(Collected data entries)

========================================================================

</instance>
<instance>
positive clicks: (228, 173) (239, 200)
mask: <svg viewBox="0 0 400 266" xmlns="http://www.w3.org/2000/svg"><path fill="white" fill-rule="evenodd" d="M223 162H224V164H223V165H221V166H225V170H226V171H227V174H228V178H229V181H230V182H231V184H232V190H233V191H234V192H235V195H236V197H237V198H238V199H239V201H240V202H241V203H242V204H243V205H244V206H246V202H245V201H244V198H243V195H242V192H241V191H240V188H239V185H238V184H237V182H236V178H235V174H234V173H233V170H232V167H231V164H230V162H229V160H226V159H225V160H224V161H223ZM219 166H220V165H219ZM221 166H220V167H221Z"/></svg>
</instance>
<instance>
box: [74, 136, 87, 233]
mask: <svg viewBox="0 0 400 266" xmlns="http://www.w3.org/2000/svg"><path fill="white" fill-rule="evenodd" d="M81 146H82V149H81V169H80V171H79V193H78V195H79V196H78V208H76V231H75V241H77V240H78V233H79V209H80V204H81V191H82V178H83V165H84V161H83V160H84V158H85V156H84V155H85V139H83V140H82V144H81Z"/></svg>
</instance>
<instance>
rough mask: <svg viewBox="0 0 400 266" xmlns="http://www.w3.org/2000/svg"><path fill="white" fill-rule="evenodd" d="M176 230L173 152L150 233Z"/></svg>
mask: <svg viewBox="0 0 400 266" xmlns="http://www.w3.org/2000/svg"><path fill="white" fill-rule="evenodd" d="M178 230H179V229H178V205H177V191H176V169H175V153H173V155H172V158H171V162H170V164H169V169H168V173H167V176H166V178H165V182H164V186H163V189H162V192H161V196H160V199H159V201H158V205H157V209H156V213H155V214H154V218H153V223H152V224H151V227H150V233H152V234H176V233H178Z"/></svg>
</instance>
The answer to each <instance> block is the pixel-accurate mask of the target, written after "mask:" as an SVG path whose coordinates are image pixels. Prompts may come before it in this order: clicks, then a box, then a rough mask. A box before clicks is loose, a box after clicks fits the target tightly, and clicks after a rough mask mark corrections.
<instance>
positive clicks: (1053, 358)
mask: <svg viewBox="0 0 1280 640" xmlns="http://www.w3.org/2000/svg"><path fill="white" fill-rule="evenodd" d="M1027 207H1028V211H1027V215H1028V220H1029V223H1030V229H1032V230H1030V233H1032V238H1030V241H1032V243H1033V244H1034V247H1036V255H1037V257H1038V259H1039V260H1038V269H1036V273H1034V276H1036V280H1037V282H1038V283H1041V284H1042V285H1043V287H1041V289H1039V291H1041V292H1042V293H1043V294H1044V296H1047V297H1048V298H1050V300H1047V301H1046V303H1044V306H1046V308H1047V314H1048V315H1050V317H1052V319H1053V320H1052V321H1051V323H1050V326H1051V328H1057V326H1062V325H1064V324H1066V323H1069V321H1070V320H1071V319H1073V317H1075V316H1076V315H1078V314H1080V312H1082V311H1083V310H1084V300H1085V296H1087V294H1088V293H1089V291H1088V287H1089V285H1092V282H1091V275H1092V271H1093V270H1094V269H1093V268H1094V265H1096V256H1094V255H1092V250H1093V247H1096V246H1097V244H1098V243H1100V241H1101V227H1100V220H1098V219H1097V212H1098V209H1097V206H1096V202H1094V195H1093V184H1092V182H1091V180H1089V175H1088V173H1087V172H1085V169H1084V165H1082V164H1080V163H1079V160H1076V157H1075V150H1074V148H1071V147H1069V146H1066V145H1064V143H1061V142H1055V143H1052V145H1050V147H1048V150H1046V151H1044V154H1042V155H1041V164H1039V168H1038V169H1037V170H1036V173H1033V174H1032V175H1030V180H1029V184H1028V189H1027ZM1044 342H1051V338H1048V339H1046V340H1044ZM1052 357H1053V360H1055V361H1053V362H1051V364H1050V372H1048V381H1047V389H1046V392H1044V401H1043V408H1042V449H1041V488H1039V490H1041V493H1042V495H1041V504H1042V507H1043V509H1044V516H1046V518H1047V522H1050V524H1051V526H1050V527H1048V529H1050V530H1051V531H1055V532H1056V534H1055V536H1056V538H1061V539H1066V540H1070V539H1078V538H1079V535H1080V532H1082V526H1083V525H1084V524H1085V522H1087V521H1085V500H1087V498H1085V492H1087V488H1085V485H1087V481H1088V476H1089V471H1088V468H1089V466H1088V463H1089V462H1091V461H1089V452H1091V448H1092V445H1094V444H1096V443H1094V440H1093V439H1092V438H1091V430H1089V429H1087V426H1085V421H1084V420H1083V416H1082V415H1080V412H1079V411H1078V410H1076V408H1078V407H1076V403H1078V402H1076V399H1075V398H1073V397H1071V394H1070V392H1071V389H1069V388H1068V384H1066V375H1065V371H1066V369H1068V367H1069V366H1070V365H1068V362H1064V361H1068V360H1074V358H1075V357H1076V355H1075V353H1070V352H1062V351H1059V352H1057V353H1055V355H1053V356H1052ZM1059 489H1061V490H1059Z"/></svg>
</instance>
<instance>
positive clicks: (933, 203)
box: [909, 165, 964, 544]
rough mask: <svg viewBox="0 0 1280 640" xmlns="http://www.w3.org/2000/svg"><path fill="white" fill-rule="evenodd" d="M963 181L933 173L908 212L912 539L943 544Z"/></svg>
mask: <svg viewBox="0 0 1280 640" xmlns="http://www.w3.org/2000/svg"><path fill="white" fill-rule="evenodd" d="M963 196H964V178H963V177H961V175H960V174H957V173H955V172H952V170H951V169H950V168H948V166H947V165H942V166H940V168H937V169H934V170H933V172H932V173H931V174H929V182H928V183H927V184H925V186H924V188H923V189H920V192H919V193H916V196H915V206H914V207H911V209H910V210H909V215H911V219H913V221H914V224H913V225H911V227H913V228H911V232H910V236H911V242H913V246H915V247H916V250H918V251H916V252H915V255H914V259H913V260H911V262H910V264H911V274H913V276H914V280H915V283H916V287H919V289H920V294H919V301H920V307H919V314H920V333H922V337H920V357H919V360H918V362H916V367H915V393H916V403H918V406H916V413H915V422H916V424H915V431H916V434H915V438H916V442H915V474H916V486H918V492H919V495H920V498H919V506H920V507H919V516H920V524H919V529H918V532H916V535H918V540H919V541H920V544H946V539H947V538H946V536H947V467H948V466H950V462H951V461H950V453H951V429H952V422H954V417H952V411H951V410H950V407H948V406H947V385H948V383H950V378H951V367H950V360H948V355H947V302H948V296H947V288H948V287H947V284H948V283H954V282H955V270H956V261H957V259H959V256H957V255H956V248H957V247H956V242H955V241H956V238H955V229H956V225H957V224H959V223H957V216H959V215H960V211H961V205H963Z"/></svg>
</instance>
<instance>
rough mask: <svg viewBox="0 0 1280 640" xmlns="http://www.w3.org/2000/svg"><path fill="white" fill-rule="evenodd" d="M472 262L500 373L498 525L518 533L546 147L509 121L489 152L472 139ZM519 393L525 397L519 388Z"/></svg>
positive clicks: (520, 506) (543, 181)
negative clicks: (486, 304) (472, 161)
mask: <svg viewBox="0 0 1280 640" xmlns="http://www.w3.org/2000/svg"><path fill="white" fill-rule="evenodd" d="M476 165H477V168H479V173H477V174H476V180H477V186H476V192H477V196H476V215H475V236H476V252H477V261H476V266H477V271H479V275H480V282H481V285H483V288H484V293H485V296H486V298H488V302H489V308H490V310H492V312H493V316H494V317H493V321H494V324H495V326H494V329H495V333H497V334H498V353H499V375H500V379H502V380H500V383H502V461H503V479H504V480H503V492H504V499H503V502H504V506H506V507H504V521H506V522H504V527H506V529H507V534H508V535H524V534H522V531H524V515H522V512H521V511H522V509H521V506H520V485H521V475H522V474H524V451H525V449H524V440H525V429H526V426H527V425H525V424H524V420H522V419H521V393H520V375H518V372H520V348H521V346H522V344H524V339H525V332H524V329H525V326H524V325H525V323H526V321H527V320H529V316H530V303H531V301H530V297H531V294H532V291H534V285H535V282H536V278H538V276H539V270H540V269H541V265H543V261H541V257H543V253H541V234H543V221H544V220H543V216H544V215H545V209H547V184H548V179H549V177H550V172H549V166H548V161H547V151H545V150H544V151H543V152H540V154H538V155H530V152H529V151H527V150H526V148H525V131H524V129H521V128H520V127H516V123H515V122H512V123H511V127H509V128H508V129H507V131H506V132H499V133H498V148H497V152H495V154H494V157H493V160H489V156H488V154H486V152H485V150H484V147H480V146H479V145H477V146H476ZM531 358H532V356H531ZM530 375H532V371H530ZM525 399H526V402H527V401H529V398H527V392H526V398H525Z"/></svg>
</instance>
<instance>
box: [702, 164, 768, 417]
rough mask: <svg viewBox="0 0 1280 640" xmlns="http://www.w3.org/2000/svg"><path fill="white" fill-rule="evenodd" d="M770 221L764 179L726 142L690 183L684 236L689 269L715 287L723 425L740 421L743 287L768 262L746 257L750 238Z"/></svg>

========================================================================

#### INSTRUCTIONS FOR THE TASK:
Please put the data from the line containing "negative clicks: (486, 304) (472, 161)" through the end of the data into a Markdown table with the columns Row and Line, one numbered row per line and no blank lines.

#### ANSWER SECTION:
| Row | Line |
|---|---|
| 1 | negative clicks: (486, 304) (472, 161) |
| 2 | mask: <svg viewBox="0 0 1280 640" xmlns="http://www.w3.org/2000/svg"><path fill="white" fill-rule="evenodd" d="M476 165H477V168H479V173H477V174H476V180H477V186H476V192H477V196H476V215H475V236H476V252H477V261H476V266H477V271H479V275H480V282H481V285H483V288H484V293H485V296H486V298H488V302H489V308H490V310H492V312H493V316H494V317H493V321H494V324H495V326H494V329H495V333H497V334H498V353H499V375H500V379H502V380H500V383H502V461H503V479H504V480H503V492H504V499H503V502H504V506H506V507H504V521H506V522H504V527H506V529H507V534H508V535H524V534H522V531H524V515H522V512H521V511H522V509H521V506H520V485H521V475H522V474H524V451H525V449H524V440H525V429H526V426H527V425H525V424H524V420H522V419H521V393H520V375H518V372H520V348H521V346H522V344H524V339H525V332H524V329H525V326H524V325H525V323H526V321H527V320H529V316H530V303H531V301H530V297H531V294H532V291H534V285H535V282H536V278H538V276H539V270H540V269H541V265H543V261H541V257H543V253H541V234H543V221H544V220H543V216H544V215H545V209H547V184H548V179H549V177H550V172H549V166H548V161H547V151H545V150H544V151H543V152H540V154H538V155H530V152H529V151H527V150H526V148H525V131H524V129H521V128H520V127H516V123H515V122H512V123H511V127H509V128H508V129H507V131H506V132H499V133H498V148H497V152H495V154H494V157H493V160H489V156H488V154H486V152H485V150H484V147H480V146H479V145H477V146H476ZM531 358H532V356H531ZM530 375H532V371H530ZM525 399H526V402H527V401H529V398H527V392H526V398H525Z"/></svg> |
| 3 | </instance> |
| 4 | <instance> |
| 5 | box: [702, 164, 768, 417] |
| 6 | rough mask: <svg viewBox="0 0 1280 640" xmlns="http://www.w3.org/2000/svg"><path fill="white" fill-rule="evenodd" d="M770 221L764 179L726 142L690 183L684 236L689 269L715 287L723 425L740 421L743 287L768 262L746 257L750 238Z"/></svg> |